- INSTRUCTION -
Reproduce verbatim the entries from the line with "Ground the gold gorget for me." up to and including the line with "[0,896,53,1008]".

- PROVIDED INFORMATION -
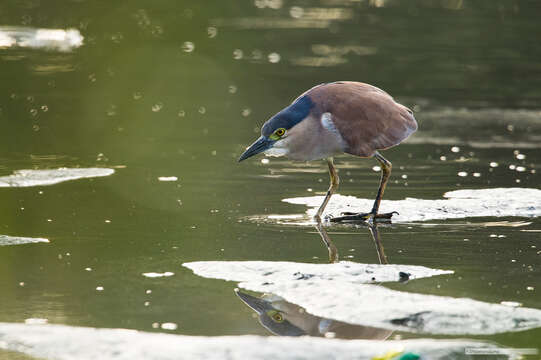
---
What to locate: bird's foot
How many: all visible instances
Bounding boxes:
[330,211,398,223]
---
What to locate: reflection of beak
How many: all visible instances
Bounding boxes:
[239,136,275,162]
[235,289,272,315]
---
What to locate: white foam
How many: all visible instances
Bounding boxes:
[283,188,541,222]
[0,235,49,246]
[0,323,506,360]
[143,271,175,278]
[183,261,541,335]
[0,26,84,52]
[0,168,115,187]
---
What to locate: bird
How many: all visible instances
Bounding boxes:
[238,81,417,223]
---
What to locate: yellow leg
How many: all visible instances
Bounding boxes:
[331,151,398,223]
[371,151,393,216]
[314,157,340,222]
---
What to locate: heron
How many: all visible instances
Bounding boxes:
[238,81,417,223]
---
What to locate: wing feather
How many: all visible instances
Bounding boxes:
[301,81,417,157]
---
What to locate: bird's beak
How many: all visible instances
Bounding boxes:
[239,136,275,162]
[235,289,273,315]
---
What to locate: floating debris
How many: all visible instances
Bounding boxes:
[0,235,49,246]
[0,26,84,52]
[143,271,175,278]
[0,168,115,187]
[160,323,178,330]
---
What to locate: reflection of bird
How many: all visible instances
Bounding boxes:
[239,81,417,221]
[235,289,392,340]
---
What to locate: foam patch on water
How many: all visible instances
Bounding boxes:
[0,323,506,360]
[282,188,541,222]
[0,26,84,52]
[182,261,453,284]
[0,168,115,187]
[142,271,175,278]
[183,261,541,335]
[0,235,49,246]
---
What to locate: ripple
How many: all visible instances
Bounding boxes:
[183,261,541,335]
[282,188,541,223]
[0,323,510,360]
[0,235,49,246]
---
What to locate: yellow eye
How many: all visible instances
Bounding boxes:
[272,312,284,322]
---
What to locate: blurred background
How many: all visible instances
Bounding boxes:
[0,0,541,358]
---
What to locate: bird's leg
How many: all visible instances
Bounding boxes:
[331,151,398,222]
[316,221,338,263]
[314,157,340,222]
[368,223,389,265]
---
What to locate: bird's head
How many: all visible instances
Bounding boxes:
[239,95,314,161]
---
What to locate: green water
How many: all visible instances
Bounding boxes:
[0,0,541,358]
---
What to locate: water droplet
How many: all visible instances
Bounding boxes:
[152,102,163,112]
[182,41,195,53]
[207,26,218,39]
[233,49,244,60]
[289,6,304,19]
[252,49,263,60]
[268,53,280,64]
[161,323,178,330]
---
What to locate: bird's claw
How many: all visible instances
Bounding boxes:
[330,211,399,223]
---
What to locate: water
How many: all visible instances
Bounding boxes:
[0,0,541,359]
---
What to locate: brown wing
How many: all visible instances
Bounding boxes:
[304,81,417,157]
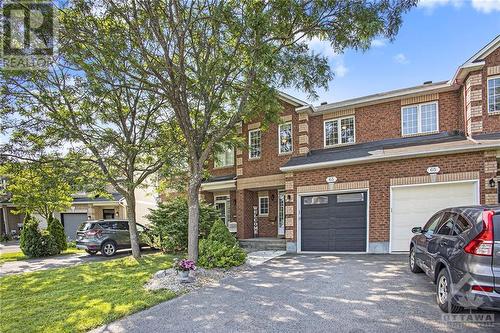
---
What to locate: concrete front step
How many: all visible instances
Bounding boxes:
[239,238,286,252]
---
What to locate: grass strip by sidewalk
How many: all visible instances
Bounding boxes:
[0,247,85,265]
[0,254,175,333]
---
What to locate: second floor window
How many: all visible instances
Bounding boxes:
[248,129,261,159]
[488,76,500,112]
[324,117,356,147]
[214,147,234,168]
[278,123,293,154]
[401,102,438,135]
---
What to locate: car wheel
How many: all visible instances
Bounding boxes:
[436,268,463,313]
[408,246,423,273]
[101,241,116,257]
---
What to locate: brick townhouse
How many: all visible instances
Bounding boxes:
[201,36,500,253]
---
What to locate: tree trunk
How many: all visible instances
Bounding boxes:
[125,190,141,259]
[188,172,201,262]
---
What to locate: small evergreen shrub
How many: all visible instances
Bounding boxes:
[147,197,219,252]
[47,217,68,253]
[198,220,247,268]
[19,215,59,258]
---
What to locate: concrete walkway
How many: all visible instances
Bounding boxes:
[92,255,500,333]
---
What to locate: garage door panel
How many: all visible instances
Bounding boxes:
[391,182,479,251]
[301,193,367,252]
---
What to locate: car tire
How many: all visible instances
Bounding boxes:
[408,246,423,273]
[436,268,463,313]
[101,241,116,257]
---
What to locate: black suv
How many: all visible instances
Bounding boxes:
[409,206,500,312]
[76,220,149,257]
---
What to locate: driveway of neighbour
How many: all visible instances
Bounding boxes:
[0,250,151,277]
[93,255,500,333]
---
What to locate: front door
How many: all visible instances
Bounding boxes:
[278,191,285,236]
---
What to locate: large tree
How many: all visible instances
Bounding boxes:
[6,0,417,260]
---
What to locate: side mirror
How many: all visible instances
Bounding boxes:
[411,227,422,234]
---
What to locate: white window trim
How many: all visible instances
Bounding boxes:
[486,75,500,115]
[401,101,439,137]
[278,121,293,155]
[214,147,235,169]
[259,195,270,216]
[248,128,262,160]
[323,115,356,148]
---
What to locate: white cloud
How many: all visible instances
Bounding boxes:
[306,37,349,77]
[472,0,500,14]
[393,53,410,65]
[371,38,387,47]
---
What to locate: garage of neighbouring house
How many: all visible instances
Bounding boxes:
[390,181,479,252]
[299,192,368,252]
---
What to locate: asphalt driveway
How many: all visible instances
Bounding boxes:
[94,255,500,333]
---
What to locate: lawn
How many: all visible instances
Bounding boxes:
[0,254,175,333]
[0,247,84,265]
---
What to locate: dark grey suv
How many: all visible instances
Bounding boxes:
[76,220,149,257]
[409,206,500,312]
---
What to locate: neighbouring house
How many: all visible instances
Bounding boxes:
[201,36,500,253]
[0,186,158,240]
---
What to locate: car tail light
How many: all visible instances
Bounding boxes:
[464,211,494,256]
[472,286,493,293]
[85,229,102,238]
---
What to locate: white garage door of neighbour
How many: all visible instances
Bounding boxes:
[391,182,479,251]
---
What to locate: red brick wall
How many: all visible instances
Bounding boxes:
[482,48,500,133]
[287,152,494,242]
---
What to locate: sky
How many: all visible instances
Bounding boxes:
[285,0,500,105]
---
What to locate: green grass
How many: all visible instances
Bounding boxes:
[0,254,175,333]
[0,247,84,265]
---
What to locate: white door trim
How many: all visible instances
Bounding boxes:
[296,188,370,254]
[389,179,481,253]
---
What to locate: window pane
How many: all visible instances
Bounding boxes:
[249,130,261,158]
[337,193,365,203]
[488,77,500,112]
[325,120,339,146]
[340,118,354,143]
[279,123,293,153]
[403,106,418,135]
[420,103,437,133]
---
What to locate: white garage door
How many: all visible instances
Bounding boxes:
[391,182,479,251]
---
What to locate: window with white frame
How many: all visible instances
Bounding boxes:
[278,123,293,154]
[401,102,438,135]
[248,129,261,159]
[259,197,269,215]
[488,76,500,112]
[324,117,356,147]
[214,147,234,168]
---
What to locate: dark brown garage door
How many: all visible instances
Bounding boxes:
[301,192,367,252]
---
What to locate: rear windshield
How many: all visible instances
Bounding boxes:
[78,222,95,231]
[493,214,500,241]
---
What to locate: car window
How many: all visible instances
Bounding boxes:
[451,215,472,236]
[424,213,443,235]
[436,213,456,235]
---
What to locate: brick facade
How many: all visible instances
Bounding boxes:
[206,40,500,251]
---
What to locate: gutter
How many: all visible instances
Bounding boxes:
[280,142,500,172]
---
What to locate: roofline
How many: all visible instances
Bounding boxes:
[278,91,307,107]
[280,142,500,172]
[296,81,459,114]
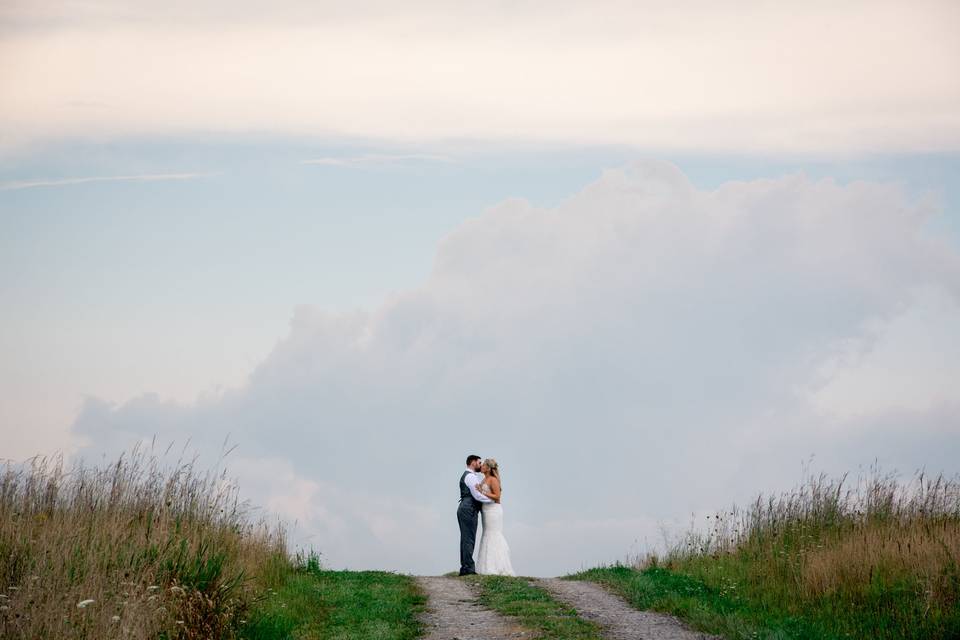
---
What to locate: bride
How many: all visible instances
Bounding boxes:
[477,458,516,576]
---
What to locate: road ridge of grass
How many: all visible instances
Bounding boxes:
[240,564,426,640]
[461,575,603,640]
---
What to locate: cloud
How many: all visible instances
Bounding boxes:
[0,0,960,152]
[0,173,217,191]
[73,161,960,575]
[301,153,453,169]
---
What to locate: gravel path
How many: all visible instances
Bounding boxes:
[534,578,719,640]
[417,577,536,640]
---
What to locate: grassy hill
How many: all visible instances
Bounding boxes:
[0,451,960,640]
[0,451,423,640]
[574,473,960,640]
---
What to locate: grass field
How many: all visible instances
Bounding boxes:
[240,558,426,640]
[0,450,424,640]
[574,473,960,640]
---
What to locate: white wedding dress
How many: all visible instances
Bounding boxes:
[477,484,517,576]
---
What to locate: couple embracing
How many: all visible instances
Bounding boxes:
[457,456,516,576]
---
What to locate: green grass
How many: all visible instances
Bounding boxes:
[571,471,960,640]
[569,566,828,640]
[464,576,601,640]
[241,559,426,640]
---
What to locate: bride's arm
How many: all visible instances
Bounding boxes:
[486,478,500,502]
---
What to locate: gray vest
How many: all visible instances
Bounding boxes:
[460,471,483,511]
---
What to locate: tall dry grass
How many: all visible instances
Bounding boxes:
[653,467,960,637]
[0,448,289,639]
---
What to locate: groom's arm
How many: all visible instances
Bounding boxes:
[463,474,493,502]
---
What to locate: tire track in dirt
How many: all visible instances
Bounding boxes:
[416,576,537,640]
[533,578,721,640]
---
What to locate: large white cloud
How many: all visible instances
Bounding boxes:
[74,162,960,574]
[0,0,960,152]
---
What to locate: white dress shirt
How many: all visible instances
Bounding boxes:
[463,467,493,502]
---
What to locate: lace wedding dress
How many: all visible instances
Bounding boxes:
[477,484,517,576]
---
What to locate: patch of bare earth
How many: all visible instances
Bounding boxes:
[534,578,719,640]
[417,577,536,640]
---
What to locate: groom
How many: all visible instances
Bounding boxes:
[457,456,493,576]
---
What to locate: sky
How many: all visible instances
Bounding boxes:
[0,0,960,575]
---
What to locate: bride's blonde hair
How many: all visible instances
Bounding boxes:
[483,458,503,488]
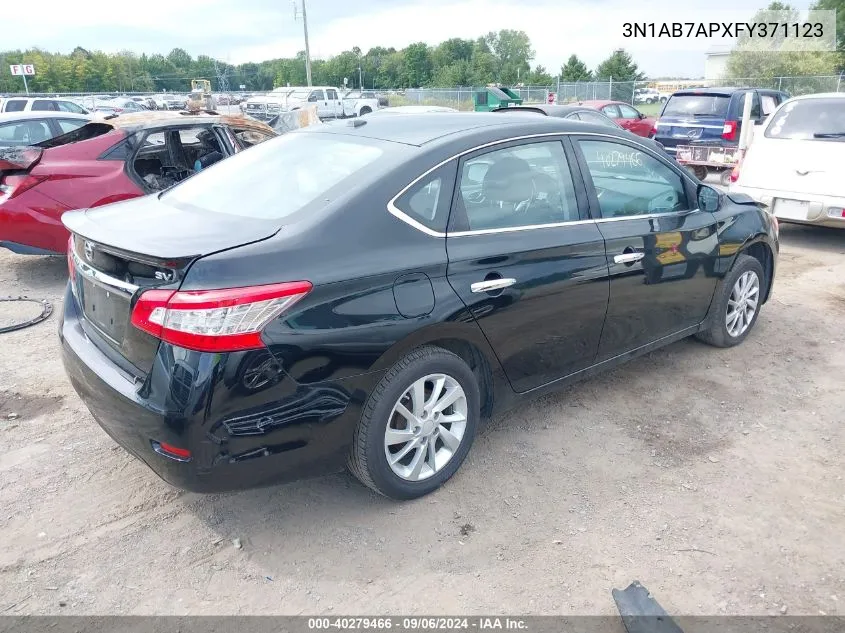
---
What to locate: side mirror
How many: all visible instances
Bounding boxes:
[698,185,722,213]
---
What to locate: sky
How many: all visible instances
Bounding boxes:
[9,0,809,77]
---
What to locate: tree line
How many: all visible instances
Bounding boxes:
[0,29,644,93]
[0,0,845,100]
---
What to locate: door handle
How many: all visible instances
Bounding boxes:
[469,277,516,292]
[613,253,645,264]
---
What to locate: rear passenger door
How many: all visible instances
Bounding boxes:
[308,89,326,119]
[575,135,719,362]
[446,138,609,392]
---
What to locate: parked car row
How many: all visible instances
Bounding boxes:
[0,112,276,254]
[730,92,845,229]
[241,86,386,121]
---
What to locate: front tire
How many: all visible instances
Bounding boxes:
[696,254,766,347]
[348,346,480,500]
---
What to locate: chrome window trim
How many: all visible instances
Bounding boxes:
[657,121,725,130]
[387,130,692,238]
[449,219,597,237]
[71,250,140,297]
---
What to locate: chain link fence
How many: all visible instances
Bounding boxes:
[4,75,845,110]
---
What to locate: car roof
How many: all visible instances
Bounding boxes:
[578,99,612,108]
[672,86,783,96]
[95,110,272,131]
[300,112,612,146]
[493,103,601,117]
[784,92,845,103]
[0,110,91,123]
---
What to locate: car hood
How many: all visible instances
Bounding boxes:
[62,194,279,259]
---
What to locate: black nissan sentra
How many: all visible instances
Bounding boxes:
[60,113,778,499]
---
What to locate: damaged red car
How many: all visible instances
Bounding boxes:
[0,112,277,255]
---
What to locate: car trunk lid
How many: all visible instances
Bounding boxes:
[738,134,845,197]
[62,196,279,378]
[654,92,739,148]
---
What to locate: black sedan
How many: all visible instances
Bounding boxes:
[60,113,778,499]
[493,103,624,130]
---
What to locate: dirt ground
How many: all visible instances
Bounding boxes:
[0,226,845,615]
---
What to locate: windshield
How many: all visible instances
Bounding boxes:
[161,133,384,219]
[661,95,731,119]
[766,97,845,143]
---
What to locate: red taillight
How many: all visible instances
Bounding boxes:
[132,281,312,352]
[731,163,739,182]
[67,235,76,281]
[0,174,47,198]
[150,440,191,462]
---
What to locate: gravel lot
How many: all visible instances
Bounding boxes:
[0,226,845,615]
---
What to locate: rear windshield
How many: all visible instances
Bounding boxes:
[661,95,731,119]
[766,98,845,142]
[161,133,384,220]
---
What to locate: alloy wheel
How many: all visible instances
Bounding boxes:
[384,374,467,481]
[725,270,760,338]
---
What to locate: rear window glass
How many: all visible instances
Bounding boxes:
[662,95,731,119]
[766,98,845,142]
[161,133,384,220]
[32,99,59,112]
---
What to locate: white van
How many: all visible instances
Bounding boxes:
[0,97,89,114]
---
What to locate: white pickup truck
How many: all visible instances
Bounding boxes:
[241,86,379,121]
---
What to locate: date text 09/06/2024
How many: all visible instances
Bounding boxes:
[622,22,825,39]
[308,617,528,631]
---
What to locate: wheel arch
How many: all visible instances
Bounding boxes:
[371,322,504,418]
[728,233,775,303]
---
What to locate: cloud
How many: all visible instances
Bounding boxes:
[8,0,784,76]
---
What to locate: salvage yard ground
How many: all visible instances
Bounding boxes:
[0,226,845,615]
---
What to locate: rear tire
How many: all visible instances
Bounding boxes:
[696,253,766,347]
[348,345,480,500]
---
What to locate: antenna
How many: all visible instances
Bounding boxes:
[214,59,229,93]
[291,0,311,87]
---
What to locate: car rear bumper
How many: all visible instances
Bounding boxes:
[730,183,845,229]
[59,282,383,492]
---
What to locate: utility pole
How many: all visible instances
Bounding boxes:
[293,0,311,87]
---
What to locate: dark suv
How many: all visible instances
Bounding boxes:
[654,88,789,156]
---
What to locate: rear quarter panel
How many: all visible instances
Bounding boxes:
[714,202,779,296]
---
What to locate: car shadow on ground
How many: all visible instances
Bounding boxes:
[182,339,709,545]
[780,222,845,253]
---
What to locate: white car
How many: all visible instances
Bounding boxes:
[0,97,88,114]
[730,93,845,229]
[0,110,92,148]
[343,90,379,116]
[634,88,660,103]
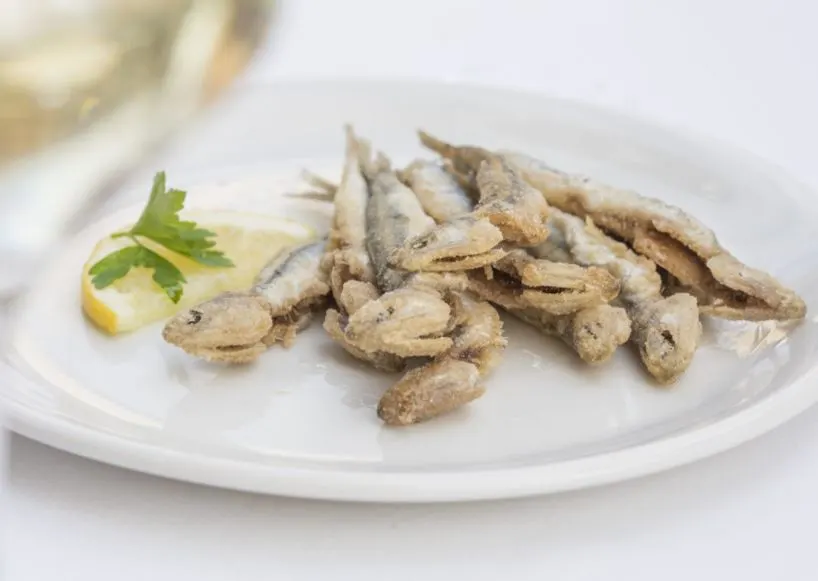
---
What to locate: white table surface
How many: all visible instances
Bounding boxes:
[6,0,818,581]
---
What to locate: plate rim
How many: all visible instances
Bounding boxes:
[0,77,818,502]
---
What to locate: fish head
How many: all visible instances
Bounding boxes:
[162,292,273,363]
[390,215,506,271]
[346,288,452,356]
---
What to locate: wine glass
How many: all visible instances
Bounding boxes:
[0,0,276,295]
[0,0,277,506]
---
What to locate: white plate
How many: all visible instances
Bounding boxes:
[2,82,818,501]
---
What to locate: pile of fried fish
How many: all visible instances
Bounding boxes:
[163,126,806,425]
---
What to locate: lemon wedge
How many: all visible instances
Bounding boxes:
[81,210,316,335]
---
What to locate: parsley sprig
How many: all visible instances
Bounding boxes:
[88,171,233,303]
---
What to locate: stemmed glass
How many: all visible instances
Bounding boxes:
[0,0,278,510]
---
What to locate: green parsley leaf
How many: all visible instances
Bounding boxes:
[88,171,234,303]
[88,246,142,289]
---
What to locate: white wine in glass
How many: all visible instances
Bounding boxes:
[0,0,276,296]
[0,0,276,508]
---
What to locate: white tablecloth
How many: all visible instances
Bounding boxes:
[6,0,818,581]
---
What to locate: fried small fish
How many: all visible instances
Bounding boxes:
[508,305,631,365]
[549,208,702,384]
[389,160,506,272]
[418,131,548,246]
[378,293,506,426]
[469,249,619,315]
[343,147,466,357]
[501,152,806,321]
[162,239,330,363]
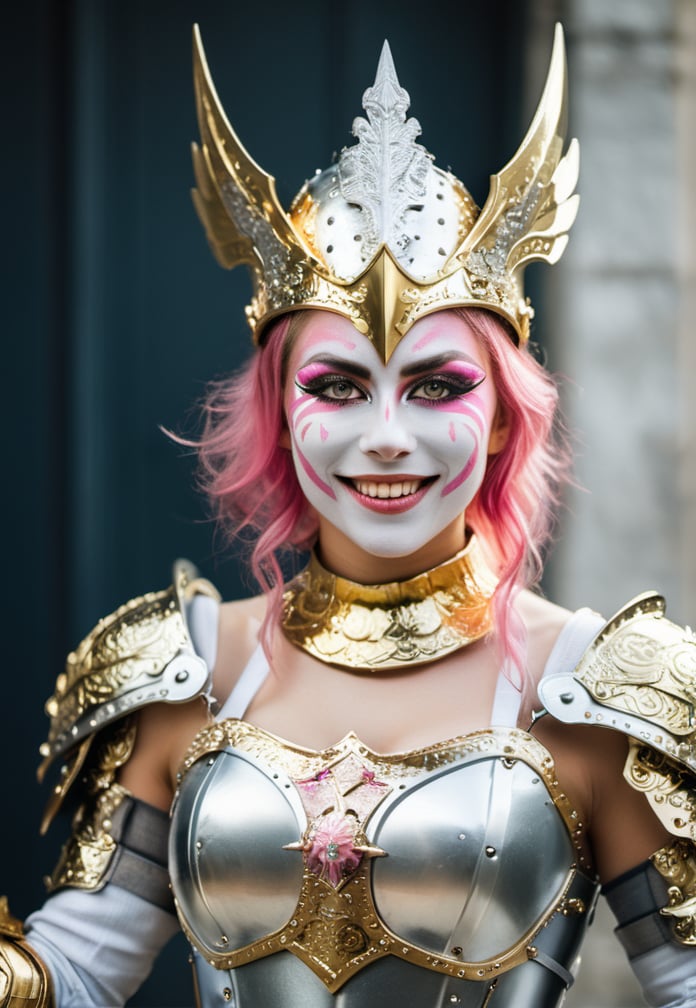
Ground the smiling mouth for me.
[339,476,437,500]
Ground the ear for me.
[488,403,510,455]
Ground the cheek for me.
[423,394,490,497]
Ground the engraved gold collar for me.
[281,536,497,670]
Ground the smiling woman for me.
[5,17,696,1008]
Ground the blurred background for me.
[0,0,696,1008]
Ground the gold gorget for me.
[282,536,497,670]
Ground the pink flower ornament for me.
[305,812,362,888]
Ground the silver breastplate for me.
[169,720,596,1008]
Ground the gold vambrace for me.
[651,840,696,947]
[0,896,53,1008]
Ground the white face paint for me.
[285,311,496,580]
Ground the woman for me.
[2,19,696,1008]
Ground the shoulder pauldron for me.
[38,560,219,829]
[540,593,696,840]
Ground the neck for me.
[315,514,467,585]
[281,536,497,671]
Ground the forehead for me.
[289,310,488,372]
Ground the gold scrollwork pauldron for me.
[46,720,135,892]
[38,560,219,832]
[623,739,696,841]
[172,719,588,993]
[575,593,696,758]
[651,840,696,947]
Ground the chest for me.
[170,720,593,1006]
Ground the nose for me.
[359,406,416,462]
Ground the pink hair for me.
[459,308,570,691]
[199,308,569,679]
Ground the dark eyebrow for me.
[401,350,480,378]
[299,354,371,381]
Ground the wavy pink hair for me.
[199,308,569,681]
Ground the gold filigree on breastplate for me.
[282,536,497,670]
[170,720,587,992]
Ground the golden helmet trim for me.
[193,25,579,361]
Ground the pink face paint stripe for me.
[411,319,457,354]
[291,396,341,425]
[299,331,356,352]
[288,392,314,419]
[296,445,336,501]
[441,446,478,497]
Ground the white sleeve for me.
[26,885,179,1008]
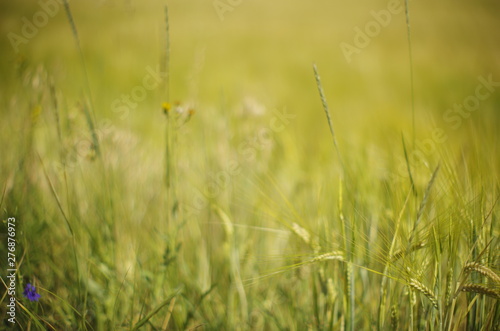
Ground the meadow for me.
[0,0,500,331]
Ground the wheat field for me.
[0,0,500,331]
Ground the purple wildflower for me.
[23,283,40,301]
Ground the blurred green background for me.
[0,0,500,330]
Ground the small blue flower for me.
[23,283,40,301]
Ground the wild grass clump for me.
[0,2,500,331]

- ANSWER FOR THE TASK -
Ground the gold gorget for me.
[282,536,497,670]
Ground the pink flower ornament for me.
[305,812,362,888]
Ground the silver breastplate for me.
[169,720,596,1008]
Ground the gold vambrace for me.
[651,840,696,947]
[0,896,53,1008]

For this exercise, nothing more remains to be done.